>>>

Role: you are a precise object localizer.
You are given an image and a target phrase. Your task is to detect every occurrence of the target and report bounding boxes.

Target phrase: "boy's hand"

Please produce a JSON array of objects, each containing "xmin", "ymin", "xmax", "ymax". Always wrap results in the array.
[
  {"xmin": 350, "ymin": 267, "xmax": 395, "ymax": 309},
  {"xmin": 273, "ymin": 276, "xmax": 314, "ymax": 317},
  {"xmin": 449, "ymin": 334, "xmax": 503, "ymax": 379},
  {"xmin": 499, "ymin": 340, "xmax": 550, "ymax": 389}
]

<<<

Within the listing, count the lines that contain the word "phrase", and give the count by itself.

## REPLY
2